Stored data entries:
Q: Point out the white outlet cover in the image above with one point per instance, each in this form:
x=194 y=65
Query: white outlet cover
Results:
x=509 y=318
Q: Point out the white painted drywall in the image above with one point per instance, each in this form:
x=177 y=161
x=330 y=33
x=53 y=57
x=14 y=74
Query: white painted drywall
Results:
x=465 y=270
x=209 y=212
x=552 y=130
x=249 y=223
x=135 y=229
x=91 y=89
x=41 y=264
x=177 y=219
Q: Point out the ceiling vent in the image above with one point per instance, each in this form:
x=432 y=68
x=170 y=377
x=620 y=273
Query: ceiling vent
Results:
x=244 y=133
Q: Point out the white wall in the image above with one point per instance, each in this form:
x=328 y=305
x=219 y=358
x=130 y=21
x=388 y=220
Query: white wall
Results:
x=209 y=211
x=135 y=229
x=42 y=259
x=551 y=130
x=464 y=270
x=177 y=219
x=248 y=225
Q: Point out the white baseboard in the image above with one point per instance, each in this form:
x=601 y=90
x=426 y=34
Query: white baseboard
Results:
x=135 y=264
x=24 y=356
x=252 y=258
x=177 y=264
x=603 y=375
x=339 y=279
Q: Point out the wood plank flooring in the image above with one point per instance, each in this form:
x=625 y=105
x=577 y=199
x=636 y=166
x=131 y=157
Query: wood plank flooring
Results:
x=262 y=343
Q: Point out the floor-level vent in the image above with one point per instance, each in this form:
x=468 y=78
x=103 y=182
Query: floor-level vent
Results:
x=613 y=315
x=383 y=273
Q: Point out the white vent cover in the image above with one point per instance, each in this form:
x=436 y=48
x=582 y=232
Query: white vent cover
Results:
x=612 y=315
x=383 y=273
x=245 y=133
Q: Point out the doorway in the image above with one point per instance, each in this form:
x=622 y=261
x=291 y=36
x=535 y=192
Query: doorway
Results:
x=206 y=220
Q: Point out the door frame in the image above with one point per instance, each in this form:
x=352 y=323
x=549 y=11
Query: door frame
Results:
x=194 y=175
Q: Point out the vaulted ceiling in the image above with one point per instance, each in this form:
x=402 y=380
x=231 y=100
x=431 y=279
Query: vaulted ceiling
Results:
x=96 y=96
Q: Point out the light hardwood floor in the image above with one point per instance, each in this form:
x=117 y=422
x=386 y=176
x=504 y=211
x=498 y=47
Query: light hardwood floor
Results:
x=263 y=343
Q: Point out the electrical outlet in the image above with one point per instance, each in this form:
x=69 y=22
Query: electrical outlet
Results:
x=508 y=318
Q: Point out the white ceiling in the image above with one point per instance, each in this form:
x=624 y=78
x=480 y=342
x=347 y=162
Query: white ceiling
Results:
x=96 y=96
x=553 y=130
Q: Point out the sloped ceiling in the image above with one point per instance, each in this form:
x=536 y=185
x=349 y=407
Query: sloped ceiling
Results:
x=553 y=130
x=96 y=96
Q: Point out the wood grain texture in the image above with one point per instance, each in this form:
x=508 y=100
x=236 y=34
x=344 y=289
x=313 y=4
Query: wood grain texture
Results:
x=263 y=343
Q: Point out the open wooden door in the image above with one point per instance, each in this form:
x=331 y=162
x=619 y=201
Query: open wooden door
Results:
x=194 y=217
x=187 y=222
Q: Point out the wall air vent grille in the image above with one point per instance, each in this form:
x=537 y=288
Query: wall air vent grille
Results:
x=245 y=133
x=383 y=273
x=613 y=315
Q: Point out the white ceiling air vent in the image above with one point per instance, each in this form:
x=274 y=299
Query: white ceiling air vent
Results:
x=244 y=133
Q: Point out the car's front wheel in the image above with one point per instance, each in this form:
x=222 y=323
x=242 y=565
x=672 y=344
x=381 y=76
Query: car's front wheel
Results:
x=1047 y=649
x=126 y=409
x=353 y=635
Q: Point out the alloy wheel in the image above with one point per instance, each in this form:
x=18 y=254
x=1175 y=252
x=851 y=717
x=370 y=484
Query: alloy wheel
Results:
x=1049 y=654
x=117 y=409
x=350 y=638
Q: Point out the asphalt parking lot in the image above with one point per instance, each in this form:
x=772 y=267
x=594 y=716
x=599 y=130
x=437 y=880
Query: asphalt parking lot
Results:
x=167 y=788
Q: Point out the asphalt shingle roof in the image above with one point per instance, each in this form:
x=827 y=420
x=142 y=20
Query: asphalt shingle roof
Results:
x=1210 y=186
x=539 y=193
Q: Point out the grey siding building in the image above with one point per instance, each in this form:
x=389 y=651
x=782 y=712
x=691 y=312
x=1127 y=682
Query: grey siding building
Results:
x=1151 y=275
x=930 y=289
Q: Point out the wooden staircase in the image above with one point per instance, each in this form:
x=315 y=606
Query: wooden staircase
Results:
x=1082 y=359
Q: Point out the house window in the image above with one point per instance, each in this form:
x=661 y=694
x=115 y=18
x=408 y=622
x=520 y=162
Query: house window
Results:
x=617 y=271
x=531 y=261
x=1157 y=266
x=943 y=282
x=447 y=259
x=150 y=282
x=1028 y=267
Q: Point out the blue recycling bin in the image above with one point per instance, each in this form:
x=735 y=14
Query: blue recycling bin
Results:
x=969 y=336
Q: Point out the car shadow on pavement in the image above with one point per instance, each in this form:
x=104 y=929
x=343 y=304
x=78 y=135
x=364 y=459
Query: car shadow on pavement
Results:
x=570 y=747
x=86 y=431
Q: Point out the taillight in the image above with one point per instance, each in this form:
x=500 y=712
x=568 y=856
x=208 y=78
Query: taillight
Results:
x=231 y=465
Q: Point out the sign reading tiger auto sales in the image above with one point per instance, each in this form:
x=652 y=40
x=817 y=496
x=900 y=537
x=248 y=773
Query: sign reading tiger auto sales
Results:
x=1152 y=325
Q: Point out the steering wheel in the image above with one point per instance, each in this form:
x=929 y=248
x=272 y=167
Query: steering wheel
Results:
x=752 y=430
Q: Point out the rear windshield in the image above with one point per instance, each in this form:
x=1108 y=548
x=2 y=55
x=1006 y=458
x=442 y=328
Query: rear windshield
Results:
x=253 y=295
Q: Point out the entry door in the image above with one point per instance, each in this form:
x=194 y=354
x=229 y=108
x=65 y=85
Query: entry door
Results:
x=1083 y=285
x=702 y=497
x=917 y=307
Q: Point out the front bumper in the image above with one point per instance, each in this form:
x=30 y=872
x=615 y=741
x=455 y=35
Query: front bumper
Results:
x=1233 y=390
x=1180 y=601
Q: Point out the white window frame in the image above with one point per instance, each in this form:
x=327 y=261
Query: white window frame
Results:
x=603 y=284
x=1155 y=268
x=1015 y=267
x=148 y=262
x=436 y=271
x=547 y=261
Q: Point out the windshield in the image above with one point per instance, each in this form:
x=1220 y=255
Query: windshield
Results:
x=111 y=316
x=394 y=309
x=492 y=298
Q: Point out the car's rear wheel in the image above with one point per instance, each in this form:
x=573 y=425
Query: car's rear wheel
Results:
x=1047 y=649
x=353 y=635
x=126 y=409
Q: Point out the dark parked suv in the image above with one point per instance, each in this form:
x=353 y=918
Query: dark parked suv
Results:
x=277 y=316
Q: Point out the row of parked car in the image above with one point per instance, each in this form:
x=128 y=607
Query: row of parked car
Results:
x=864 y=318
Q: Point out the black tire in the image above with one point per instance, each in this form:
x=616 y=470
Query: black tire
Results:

**THE TASK**: All entries shown above should be duplicated without a single difference.

**COMPLETED EXERCISE**:
Q: Point out the white outlet cover in the image above with one point per instance, each in this form:
x=194 y=65
Query: white outlet cover
Results:
x=509 y=318
Q: Point out the white painted drywall in the image above with one point per instance, each in this form:
x=177 y=161
x=330 y=33
x=53 y=57
x=14 y=74
Query: white painted drywall
Results:
x=465 y=270
x=209 y=212
x=552 y=130
x=249 y=223
x=135 y=229
x=91 y=89
x=41 y=264
x=177 y=219
Q: Point out the ceiling vent in the image above with one point per instance, each in this form:
x=432 y=68
x=170 y=377
x=620 y=273
Query: ceiling vent
Results:
x=244 y=133
Q: Point out the white wall in the image above with one point per instance, each in this form:
x=328 y=305
x=219 y=358
x=130 y=21
x=388 y=220
Query: white wall
Results:
x=209 y=211
x=135 y=229
x=42 y=259
x=551 y=130
x=464 y=270
x=177 y=219
x=248 y=225
Q: Point out the white baseboard in the image above with one point per instance, each in this form:
x=601 y=90
x=426 y=34
Query: white baseboard
Results:
x=135 y=264
x=24 y=356
x=252 y=258
x=177 y=264
x=603 y=375
x=339 y=279
Q: Point out the wood plank flooring in the image above with one point per instance, each in this form:
x=625 y=105
x=577 y=199
x=636 y=166
x=131 y=157
Query: wood plank flooring
Results:
x=262 y=343
Q: Point out the floor-level vent in the image above with one point per instance, each in this form:
x=468 y=78
x=103 y=182
Query: floor-level vent
Results:
x=613 y=315
x=383 y=273
Q: Point out the white vent cover in the image above with one point per instance, each in this form:
x=436 y=48
x=582 y=232
Query: white vent cover
Results:
x=612 y=315
x=383 y=273
x=245 y=133
Q: Point out the doorway in the image above with one point per instance, each in this form:
x=622 y=261
x=291 y=36
x=535 y=192
Query: doorway
Results:
x=206 y=220
Q: Point out the door frame in the image above with one point per instance, each in this form:
x=352 y=323
x=549 y=11
Query: door frame
Results:
x=194 y=175
Q: Point out the vaulted ceiling in the image above with one point per instance, each in this form:
x=402 y=380
x=231 y=100
x=431 y=279
Query: vaulted ceiling
Results:
x=96 y=96
Q: Point out the light hardwood floor in the image above with one point per instance, each in this form:
x=117 y=422
x=386 y=176
x=504 y=211
x=498 y=47
Query: light hardwood floor
Results:
x=263 y=343
Q: Point out the electrical outlet in the image above with one point per instance, each in this form:
x=69 y=22
Query: electrical outlet
Results:
x=508 y=318
Q: Point out the white ceiling in the image above with one point per instance, each in this form:
x=624 y=78
x=480 y=342
x=347 y=162
Query: white ceiling
Results:
x=96 y=96
x=553 y=130
Q: Point out the sloped ceiling in the image above with one point per instance, each in this form:
x=536 y=185
x=349 y=407
Query: sloped ceiling
Results:
x=553 y=130
x=96 y=96
Q: Point out the wood grain texture in the image above with one point per instance, each in this form:
x=508 y=100
x=236 y=34
x=344 y=289
x=313 y=4
Query: wood grain texture
Results:
x=263 y=343
Q: Point out the open wooden door in the image above with one point per instance, each in this form:
x=331 y=162
x=619 y=201
Query: open wooden door
Results:
x=194 y=217
x=187 y=222
Q: Point out the wall air vent grille in the image above with one point per instance, each in this form:
x=537 y=288
Query: wall air vent grille
Results:
x=245 y=133
x=383 y=273
x=613 y=315
Q: Point out the white ceiling air vent in the image above with one point per instance, each in this form:
x=274 y=299
Query: white ceiling air vent
Results:
x=244 y=133
Q: Point out the car's front wheel in the image above with one point per instance, each in this form:
x=222 y=323
x=242 y=565
x=672 y=344
x=381 y=76
Query: car's front wheel
Results:
x=1047 y=649
x=126 y=409
x=353 y=635
Q: Point out the alloy wheel in the image above with one point per instance, each in this form:
x=18 y=254
x=1175 y=252
x=851 y=717
x=370 y=484
Query: alloy wheel
Results:
x=1049 y=654
x=117 y=409
x=350 y=638
Q: Point out the asphalt parking lot in the image above with one point per instance, each in this form:
x=772 y=267
x=594 y=716
x=599 y=130
x=437 y=880
Query: asphalt parking lot
Results:
x=167 y=788
Q: Point out the asphalt shingle roof in the image above with one point per instance, each in this form:
x=827 y=420
x=142 y=20
Query: asphalt shingle roof
Results:
x=1210 y=186
x=539 y=193
Q: Point out the grey siding building in the image above with one point per instance, each in this form:
x=389 y=651
x=782 y=712
x=691 y=312
x=1127 y=682
Query: grey siding building
Results:
x=1151 y=275
x=930 y=289
Q: Point out the wooden staircase in the image above with one point per instance, each in this form:
x=315 y=606
Query: wooden staircase
Results:
x=1082 y=359
Q: Point out the house window in the image above with one point per instance, each in this form:
x=661 y=694
x=115 y=18
x=408 y=622
x=520 y=162
Query: house window
Results:
x=617 y=271
x=531 y=261
x=1157 y=266
x=943 y=282
x=447 y=259
x=150 y=282
x=1028 y=267
Q: Point out the blue recycling bin in the image above with one point per instance, each in this form:
x=735 y=14
Query: blue recycling bin
Results:
x=969 y=336
Q: Point out the car shadow on pavement in the image above with one point per instance, each in this form:
x=104 y=929
x=343 y=304
x=78 y=135
x=364 y=459
Query: car shadow on pavement
Results:
x=570 y=747
x=86 y=431
Q: Point out the taillight in the image above with one point per instance, each in this form:
x=500 y=712
x=568 y=856
x=208 y=78
Query: taillight
Results:
x=231 y=465
Q: Point out the sign reading tiger auto sales in the image above with one point per instance, each in this form:
x=652 y=40
x=817 y=496
x=900 y=537
x=248 y=773
Query: sign reading tiger auto sales
Results:
x=1152 y=325
Q: Point out the steering wheel in the image above with one point per instance, each in this form:
x=929 y=248
x=272 y=167
Query: steering wheel
Results:
x=752 y=430
Q: Point out the rear windshield in the image above with one point per instance, each in this form:
x=1108 y=548
x=2 y=55
x=1006 y=458
x=442 y=328
Query: rear windshield
Results:
x=253 y=295
Q: Point out the entry door in the image above with one point per instance, each in this form:
x=194 y=354
x=229 y=108
x=65 y=85
Query: entry door
Results:
x=1083 y=285
x=702 y=497
x=917 y=307
Q: Point out the front bumper in the image above with one point per instance, each in this form:
x=30 y=872
x=615 y=741
x=455 y=35
Query: front bumper
Results:
x=1233 y=390
x=1180 y=601
Q: Point out the white window frame in the image above with one point per instance, each in this form:
x=327 y=261
Query: white window frame
Results:
x=603 y=284
x=1155 y=268
x=1015 y=267
x=148 y=262
x=436 y=271
x=547 y=261
Q: Point out the windshield in the image above with one point per instance, each in this form:
x=1220 y=255
Query: windshield
Results:
x=111 y=316
x=394 y=309
x=492 y=298
Q: Point out the car's rear wheel in the image above with one point per instance, each in this form:
x=573 y=425
Query: car's rear wheel
Results:
x=1047 y=649
x=353 y=635
x=126 y=409
Q: Point out the dark parked suv in the image above with one point per instance, each in this form:
x=353 y=918
Query: dark parked suv
Results:
x=277 y=316
Q: Point out the row of parked car in the image above with one point per instance, each in this form:
x=128 y=607
Query: row of parked car
Results:
x=864 y=318
Q: Point out the black tire in the image above with one point per instance, each in this form:
x=616 y=470
Query: black tire
Results:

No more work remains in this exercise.